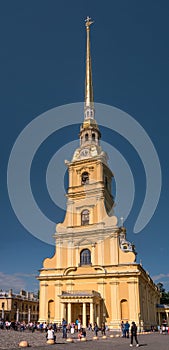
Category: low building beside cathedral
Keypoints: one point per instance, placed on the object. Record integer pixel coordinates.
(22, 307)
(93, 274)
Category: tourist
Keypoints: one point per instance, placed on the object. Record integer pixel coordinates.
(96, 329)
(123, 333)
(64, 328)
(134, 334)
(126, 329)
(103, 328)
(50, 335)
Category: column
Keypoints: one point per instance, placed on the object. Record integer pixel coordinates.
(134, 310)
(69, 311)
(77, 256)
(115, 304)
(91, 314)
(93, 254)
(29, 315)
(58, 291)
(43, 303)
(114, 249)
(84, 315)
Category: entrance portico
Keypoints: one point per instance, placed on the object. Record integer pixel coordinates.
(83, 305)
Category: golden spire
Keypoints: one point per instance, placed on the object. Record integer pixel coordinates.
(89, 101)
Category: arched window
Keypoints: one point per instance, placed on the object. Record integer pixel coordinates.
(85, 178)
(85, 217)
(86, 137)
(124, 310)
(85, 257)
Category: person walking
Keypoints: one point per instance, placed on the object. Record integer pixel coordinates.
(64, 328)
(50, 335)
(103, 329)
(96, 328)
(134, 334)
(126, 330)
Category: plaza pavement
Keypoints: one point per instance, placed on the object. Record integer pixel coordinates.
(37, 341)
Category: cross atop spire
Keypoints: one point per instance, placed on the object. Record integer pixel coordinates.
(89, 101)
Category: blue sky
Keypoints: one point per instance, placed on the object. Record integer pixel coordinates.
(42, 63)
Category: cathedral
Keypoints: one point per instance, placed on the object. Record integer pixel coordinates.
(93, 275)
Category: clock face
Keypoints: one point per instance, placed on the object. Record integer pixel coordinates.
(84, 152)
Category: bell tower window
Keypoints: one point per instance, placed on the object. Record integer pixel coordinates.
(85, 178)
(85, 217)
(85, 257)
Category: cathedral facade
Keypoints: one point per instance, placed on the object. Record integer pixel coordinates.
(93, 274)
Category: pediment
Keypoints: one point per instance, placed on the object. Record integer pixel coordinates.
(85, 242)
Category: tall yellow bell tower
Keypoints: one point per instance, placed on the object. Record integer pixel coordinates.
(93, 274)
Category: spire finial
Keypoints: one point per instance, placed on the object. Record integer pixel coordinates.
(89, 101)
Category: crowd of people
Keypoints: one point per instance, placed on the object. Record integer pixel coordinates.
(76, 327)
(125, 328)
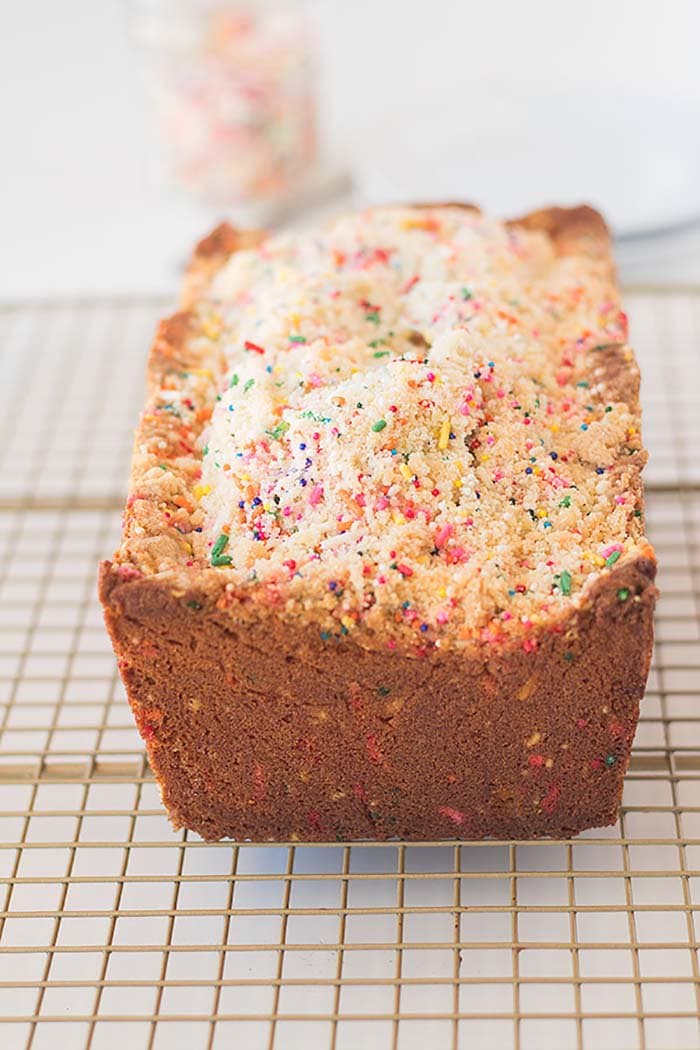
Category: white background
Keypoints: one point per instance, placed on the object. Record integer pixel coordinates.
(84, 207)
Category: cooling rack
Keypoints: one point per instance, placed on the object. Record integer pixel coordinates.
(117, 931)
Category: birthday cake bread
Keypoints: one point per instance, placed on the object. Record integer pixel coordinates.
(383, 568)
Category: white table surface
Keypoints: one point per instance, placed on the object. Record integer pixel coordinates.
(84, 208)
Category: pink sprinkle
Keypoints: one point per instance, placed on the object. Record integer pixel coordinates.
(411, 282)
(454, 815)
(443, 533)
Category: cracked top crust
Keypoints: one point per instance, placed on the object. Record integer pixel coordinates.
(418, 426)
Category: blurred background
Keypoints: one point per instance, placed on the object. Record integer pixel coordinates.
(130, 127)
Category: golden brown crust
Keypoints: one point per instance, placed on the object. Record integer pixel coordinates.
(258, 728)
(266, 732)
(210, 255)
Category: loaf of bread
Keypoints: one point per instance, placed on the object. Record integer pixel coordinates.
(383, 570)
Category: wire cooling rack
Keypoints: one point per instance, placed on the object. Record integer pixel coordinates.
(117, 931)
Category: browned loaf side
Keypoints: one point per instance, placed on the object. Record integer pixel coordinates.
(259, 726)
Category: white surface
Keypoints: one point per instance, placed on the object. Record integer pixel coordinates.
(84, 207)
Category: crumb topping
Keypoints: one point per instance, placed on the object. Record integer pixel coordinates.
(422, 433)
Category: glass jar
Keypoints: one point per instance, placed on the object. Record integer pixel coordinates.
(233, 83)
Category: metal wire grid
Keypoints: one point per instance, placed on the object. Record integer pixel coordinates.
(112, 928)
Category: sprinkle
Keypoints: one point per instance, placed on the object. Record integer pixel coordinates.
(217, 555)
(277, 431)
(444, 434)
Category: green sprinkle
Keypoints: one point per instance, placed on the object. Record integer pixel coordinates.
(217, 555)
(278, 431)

○ ○ ○ ○ ○

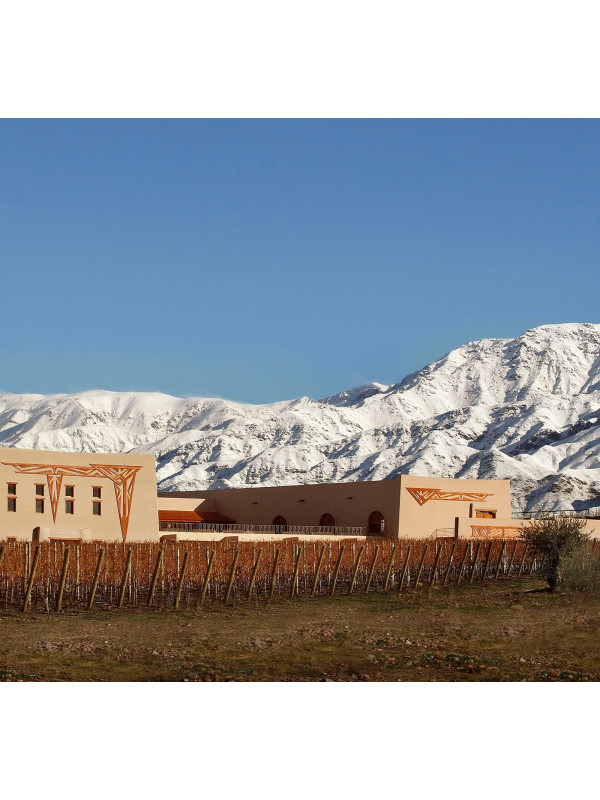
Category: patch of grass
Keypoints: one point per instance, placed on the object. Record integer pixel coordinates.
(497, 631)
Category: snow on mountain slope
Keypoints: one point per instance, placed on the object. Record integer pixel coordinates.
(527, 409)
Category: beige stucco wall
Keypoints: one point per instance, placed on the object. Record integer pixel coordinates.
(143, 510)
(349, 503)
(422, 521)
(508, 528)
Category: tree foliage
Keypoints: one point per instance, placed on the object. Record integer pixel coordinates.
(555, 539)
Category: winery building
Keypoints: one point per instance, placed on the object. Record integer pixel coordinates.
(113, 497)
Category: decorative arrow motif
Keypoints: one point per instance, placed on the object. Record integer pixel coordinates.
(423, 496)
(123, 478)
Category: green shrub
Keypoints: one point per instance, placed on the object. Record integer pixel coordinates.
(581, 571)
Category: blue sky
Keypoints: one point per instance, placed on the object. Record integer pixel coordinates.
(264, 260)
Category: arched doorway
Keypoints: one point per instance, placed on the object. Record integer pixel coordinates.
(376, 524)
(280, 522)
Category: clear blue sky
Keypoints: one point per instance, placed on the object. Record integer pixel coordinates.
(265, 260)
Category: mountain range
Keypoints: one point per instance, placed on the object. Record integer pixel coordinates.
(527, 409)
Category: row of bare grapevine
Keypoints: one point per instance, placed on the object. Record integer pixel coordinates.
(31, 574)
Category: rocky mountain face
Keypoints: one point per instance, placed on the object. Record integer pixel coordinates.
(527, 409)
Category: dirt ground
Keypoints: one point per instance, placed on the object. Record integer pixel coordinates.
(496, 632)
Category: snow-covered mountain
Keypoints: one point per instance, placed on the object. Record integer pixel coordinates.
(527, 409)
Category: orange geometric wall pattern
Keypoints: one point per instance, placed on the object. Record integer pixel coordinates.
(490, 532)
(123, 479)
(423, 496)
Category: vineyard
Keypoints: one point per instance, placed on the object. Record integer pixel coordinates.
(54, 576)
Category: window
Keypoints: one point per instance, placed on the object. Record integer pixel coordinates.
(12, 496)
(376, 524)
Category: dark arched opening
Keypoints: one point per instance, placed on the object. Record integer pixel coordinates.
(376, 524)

○ ○ ○ ○ ○

## Written instruction:
Gather each line of the material above that contains the word "tower" and copy those lines in full.

## Answer to the exercise:
Category: bell tower window
Category: tall yellow bell tower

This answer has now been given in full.